▸ **WORK ORDER**:
Copy each line below in which the word "trailer" occurs.

Start of Block

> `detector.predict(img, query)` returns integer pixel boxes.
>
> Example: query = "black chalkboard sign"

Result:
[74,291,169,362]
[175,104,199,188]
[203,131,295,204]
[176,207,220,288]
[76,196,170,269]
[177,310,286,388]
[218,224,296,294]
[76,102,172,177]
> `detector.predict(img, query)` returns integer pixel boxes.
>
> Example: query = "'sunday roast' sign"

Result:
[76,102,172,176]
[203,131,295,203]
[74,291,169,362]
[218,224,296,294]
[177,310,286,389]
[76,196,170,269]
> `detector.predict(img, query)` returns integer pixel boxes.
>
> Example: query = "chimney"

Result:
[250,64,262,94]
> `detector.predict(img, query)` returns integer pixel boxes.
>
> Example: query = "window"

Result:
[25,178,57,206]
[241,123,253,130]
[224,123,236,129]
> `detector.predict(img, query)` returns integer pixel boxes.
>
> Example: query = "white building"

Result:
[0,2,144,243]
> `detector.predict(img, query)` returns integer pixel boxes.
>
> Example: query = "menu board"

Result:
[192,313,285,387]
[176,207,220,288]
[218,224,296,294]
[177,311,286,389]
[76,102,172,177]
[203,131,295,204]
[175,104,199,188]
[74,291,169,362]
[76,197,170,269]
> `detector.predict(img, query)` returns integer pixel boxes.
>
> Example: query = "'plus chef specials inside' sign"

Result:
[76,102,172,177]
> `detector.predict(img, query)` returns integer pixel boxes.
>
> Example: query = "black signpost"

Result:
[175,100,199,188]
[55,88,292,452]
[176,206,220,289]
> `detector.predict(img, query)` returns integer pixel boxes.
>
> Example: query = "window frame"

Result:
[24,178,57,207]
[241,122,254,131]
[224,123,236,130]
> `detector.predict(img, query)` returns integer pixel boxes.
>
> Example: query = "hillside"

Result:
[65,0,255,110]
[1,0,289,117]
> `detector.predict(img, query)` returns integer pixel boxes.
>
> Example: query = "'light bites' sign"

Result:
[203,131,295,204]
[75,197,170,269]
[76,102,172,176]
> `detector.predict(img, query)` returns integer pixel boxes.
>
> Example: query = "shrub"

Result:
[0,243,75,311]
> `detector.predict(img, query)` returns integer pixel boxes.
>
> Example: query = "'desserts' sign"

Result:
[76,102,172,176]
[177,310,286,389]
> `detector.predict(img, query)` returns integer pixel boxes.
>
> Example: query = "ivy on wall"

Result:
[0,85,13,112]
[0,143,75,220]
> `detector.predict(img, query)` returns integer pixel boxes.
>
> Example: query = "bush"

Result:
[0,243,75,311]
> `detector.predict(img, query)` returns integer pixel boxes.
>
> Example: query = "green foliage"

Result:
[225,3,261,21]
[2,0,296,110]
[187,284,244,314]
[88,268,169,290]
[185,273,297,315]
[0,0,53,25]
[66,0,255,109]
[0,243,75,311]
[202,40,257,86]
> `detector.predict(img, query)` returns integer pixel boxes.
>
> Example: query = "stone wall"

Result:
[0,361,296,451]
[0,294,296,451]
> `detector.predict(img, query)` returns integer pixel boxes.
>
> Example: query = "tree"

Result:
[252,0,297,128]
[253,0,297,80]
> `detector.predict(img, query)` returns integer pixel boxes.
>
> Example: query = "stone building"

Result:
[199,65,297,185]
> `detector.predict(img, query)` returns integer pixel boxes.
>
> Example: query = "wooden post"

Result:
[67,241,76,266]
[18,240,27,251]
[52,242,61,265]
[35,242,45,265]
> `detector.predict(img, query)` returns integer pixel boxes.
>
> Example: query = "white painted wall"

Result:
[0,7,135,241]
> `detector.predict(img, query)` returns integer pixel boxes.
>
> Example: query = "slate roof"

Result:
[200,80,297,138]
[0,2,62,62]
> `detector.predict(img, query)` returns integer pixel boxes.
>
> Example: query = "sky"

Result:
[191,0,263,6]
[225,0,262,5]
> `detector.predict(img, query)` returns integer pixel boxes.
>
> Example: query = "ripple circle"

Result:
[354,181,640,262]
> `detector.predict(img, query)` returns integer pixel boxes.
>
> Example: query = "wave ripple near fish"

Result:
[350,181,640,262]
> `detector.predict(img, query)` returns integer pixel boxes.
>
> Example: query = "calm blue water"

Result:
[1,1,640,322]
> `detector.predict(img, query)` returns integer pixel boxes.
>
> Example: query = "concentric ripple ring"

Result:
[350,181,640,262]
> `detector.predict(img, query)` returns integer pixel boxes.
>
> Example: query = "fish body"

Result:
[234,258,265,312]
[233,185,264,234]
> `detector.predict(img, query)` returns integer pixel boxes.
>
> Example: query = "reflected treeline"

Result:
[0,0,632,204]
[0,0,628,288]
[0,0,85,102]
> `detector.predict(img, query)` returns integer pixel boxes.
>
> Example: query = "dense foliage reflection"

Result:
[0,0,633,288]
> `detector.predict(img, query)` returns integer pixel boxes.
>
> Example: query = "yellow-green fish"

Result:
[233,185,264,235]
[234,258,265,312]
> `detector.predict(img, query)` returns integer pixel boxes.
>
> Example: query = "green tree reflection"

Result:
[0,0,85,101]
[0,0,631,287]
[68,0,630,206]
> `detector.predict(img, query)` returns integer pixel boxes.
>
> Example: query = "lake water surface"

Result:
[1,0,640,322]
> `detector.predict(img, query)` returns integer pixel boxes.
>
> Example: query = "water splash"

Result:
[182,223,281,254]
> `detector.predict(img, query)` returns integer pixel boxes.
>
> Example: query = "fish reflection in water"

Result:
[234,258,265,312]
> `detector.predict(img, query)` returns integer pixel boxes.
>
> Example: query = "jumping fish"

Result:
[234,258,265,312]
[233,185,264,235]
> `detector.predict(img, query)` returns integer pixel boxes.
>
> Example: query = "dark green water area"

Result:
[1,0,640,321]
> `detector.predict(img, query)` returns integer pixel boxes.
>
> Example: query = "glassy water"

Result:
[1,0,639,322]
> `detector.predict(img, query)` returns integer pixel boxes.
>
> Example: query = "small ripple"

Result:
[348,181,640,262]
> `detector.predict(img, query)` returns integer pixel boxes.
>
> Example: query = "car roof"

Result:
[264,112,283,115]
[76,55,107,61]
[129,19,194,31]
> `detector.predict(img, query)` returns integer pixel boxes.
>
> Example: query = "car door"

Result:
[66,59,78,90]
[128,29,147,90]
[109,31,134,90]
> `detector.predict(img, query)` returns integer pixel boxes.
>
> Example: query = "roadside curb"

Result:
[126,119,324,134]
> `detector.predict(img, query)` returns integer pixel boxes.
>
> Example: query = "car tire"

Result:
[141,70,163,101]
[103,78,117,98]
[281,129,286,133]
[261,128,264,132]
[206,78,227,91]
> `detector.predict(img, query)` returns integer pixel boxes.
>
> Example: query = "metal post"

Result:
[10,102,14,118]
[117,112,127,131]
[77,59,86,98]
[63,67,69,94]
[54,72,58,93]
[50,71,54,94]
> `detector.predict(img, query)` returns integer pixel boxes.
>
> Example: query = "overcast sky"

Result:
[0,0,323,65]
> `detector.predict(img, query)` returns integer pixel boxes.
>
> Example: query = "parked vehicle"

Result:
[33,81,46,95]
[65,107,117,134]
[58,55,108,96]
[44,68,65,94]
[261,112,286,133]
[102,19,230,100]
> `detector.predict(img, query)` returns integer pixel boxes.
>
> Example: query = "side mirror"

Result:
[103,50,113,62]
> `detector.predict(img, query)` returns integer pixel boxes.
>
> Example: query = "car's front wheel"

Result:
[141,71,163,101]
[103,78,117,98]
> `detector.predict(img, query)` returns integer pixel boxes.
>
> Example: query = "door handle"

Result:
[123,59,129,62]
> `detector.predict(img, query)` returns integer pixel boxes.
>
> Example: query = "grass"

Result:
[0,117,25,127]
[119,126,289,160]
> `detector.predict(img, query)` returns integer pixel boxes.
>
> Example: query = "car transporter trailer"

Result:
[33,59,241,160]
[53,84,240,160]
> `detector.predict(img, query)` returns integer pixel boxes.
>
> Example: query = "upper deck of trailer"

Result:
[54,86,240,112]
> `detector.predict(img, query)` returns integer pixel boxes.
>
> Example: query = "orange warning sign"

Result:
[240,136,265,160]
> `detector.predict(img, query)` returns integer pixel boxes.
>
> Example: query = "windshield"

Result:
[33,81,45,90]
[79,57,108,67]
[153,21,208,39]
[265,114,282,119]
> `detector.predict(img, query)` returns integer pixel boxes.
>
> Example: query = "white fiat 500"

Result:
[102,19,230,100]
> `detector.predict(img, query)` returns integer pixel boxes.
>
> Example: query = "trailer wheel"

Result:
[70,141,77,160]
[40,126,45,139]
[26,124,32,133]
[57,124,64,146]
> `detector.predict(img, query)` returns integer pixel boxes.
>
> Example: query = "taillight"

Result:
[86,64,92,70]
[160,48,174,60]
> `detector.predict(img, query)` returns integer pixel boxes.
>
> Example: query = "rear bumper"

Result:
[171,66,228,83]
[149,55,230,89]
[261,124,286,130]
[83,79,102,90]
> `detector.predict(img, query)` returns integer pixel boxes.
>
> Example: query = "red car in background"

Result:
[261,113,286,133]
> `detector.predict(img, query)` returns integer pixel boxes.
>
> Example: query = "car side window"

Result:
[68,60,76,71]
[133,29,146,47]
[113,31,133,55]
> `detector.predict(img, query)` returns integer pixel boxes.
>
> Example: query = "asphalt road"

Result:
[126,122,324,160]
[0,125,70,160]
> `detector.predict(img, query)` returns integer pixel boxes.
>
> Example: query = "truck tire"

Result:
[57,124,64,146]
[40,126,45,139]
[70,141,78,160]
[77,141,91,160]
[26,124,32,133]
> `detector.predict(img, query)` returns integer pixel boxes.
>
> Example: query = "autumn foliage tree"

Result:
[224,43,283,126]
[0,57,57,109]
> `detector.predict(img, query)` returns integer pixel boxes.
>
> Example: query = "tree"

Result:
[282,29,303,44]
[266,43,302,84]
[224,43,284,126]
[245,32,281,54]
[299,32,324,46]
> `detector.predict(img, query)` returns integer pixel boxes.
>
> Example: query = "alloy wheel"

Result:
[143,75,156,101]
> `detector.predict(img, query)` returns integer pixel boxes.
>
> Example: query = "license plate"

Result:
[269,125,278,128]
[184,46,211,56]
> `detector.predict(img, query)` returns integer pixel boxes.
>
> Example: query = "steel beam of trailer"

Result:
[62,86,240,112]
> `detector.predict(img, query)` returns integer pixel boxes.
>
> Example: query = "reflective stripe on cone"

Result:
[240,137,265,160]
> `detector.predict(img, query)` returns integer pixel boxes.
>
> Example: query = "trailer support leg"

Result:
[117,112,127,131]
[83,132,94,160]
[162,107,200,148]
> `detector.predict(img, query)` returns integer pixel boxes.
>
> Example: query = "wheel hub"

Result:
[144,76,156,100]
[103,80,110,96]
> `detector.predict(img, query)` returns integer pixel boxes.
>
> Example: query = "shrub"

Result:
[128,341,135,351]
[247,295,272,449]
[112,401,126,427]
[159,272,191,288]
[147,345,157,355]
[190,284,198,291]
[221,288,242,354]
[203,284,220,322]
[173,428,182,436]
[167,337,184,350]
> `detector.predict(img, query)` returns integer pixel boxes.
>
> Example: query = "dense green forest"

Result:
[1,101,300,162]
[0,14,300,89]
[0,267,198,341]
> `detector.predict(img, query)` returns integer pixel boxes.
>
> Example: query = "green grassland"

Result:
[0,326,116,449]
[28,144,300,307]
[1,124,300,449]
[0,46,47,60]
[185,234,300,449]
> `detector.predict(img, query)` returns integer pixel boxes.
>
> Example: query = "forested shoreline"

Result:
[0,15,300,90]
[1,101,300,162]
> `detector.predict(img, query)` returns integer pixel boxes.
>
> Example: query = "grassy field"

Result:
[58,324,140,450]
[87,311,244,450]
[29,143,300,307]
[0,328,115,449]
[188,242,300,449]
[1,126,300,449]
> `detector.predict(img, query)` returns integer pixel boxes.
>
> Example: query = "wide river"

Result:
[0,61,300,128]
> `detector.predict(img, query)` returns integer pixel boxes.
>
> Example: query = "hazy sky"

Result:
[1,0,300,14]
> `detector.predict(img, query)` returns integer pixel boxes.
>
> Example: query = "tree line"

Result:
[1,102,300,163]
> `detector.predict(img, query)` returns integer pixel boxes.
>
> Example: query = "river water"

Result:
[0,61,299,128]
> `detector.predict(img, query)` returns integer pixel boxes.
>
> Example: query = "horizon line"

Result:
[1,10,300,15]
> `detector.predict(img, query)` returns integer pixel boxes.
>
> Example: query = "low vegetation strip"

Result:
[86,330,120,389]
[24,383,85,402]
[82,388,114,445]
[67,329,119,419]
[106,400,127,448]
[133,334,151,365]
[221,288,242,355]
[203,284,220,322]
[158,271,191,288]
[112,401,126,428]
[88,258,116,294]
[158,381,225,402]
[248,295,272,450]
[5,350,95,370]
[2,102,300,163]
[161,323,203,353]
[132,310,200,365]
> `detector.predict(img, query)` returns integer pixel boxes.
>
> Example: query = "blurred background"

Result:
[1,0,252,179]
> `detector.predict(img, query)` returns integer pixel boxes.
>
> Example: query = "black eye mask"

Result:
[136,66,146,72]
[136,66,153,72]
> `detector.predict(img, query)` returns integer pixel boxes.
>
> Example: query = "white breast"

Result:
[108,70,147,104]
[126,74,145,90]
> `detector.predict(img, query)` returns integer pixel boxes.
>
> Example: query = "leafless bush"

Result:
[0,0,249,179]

End of Block

▸ **RESPONSE FOR THIS EXERCISE**:
> Example: query = "car transporter trailer"
> Example: query = "upper deck of trailer"
> Example: query = "trailer wheel"
> Example: query = "steel beam of trailer"
> Example: query = "trailer support leg"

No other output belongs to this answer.